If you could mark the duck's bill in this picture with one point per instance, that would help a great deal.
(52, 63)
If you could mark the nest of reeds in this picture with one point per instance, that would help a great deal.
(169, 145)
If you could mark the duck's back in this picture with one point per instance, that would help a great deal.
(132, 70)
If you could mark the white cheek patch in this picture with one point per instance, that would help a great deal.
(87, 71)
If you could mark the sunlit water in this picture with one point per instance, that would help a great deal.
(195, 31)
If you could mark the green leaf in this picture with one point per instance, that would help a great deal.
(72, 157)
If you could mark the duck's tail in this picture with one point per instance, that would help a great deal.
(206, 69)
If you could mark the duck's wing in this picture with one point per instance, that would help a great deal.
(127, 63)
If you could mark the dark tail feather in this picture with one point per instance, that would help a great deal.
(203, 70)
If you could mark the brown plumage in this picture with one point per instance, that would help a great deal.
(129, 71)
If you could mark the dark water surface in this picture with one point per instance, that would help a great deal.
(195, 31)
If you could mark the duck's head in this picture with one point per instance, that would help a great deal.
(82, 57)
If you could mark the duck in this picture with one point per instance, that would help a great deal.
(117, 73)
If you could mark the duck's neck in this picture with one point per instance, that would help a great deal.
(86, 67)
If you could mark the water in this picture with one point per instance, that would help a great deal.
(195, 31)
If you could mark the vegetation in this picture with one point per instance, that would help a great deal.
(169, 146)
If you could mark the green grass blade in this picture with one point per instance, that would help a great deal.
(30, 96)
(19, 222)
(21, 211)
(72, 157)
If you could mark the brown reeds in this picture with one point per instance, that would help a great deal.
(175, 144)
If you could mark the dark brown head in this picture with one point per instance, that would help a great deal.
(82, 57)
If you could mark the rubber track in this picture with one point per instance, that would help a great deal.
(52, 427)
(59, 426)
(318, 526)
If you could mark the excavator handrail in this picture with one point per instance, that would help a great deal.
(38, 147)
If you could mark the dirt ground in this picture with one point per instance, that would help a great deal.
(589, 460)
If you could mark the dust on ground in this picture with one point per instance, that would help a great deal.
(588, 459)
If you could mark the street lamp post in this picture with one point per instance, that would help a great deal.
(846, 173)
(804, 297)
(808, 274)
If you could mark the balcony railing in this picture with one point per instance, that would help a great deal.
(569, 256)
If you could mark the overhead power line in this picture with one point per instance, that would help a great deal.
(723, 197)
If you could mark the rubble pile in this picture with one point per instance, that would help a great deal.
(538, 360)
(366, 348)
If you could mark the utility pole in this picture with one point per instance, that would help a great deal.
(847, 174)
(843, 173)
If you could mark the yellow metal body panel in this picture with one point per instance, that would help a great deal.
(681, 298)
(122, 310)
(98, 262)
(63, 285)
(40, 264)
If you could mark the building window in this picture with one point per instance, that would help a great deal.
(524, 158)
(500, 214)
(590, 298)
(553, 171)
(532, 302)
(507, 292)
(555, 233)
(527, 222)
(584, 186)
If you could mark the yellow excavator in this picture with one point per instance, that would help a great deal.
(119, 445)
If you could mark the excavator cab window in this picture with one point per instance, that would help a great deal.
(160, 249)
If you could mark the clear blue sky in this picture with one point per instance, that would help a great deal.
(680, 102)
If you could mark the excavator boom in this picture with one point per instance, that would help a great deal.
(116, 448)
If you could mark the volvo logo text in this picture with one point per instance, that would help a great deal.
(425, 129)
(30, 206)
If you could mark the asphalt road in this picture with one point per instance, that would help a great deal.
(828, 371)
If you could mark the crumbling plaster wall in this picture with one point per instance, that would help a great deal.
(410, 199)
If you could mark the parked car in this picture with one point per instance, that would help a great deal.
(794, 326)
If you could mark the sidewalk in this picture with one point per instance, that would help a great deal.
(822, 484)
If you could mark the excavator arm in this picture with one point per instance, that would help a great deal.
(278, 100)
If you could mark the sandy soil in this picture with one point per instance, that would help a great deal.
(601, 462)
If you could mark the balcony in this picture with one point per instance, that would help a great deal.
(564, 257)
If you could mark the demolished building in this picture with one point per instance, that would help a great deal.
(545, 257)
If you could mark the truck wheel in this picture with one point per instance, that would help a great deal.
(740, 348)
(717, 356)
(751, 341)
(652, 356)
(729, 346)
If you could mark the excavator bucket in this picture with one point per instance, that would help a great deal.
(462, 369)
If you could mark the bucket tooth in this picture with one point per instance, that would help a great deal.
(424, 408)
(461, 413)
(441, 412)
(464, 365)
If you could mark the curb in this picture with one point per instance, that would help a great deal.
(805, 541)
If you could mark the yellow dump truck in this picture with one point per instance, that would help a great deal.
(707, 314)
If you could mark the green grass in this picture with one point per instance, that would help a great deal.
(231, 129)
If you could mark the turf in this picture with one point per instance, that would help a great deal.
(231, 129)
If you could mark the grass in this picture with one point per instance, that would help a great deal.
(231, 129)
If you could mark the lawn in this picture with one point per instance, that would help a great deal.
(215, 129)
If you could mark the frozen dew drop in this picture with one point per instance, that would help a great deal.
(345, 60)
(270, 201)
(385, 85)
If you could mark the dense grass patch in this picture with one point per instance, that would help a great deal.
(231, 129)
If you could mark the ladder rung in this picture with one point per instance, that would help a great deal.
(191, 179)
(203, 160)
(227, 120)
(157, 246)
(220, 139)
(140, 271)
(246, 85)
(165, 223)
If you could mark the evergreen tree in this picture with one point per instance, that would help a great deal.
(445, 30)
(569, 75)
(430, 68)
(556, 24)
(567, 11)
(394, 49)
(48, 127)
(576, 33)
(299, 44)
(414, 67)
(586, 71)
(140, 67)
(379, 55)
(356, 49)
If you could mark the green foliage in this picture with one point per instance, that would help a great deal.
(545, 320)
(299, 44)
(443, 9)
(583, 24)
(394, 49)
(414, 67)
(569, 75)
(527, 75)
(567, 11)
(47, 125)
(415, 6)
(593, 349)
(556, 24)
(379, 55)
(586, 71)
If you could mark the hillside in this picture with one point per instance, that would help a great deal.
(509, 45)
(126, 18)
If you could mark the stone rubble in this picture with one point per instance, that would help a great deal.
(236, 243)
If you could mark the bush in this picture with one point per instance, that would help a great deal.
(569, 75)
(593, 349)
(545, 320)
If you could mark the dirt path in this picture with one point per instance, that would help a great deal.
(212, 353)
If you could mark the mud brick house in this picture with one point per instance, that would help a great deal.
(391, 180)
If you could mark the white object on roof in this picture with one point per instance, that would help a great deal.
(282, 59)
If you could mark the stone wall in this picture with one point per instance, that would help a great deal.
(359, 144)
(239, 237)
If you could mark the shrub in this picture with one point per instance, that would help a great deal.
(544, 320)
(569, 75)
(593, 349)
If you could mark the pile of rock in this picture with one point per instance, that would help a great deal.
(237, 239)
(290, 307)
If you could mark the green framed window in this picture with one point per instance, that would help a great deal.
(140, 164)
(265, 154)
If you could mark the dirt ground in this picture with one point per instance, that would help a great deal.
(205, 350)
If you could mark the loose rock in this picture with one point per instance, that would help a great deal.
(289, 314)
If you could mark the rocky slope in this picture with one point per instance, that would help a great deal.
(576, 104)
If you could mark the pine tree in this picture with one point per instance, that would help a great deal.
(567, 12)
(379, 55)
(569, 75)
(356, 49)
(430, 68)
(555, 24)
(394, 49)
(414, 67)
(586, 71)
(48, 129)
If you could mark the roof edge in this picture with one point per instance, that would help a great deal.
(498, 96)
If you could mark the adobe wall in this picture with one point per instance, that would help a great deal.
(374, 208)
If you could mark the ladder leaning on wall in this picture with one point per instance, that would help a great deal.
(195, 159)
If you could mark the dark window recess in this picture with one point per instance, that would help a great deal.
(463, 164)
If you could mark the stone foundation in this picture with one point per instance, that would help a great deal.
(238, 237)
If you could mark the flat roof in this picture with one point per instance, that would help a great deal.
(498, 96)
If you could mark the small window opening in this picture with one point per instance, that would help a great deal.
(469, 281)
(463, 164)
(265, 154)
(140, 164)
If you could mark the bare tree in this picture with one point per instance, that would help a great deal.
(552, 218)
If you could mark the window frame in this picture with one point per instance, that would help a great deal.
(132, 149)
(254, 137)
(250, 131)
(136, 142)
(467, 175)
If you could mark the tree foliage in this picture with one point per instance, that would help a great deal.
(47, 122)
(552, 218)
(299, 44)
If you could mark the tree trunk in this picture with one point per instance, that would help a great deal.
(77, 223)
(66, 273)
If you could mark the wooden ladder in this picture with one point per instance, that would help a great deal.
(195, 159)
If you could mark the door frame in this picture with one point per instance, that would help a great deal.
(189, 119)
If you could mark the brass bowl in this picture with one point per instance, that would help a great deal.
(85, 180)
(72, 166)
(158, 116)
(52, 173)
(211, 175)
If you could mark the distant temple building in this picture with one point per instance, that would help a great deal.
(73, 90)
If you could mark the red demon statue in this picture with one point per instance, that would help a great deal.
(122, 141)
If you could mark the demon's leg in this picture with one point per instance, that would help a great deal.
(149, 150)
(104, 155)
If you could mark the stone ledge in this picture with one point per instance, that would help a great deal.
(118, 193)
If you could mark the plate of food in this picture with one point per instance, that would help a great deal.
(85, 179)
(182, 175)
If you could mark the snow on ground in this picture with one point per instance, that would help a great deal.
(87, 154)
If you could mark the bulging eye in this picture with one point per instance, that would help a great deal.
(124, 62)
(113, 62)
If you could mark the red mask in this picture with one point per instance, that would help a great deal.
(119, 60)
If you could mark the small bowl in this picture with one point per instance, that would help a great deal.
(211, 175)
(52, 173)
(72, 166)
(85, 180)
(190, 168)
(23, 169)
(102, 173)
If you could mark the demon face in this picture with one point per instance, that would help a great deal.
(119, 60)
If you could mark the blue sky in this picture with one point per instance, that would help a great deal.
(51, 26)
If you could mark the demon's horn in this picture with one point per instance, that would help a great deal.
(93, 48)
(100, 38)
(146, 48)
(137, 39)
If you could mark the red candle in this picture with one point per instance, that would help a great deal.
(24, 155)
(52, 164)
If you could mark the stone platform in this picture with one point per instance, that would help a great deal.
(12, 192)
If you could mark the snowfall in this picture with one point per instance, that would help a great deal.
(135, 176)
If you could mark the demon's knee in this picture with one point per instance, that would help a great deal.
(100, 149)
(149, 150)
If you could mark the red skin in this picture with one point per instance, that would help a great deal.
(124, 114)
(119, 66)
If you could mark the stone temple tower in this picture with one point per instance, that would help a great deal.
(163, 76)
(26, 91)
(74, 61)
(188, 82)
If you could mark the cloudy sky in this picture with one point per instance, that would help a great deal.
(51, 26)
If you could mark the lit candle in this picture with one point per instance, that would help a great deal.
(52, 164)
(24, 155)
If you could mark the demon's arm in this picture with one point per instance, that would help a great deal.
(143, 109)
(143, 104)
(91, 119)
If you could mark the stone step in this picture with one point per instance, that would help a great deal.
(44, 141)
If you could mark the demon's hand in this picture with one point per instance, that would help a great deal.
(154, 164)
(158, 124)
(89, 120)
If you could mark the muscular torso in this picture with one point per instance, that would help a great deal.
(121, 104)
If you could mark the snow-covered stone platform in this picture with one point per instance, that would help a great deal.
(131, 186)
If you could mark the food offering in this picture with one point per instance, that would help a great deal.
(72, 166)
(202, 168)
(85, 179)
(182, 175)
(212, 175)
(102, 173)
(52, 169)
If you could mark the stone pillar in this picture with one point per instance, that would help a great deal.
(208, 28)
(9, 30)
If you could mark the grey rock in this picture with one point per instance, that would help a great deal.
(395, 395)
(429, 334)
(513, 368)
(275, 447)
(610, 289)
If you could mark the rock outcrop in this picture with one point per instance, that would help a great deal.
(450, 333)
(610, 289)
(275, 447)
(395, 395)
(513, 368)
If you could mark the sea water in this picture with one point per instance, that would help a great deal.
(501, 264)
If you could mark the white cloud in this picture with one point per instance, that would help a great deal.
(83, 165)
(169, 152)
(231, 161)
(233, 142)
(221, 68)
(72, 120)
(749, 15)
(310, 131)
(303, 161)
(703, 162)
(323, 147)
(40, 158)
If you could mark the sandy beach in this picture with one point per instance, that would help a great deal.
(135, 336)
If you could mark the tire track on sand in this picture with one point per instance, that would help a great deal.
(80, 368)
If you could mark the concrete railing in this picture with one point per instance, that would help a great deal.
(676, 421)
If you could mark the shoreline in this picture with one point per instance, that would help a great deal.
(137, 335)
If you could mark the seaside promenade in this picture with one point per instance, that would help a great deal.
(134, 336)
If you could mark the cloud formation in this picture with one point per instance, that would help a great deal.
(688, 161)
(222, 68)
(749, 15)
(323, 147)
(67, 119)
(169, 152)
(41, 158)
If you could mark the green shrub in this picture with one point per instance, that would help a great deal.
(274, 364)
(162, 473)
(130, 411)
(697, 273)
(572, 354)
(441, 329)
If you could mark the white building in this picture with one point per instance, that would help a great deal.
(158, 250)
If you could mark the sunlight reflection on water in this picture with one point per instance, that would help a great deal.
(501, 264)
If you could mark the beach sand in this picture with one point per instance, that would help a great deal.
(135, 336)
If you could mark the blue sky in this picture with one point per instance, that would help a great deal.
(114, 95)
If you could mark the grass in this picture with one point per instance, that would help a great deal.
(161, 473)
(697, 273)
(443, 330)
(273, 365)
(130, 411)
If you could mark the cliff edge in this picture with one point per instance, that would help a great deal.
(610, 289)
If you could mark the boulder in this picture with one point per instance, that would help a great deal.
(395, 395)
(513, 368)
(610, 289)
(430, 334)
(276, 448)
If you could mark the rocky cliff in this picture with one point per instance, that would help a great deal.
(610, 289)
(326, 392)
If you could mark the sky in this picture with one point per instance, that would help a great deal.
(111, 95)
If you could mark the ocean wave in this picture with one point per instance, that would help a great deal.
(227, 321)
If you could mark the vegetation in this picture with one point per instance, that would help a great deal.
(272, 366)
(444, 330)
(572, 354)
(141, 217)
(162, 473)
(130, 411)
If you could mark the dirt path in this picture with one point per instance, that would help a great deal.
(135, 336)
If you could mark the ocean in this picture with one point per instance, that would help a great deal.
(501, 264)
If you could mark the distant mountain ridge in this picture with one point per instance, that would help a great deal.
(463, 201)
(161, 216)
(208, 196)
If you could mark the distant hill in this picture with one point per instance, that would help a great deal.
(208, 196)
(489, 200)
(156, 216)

● ● ● ● ●

• Task brief
From the line that contains "If you could mark the cliff" to the last line of the material above, repeat every line exactly, keeping both the first and the last.

• Solution for this exercise
If you could mark the cliff edge in this picture with one point per instance, that would help a great deal.
(610, 289)
If you could mark the boulder in this picture with one point per instance, that would help a great deal.
(395, 395)
(513, 368)
(610, 289)
(430, 334)
(276, 448)
If you could mark the rocky cliff in this picture with one point per instance, that would help a great deal.
(610, 289)
(326, 392)
If you could mark the sky in this picture with one point per instance, that would help a great deal.
(111, 95)
If you could mark the ocean wave in this picture with one point per instance, that would help a great deal.
(227, 321)
If you could mark the vegetation in this picture with one point per instance, that would help a great deal.
(272, 366)
(444, 330)
(572, 354)
(141, 217)
(162, 473)
(130, 411)
If you could mark the dirt path in this picture with one point per instance, that would help a great deal.
(135, 336)
If you could mark the ocean in this picture with one point per instance, that would help a great deal.
(501, 264)
If you could mark the distant mountain ridge in this picture with one point per instance, that would help a great deal.
(463, 201)
(161, 216)
(208, 196)
If you could mark the distant hill in this picture with one point per instance, that would help a great deal.
(208, 196)
(489, 200)
(156, 216)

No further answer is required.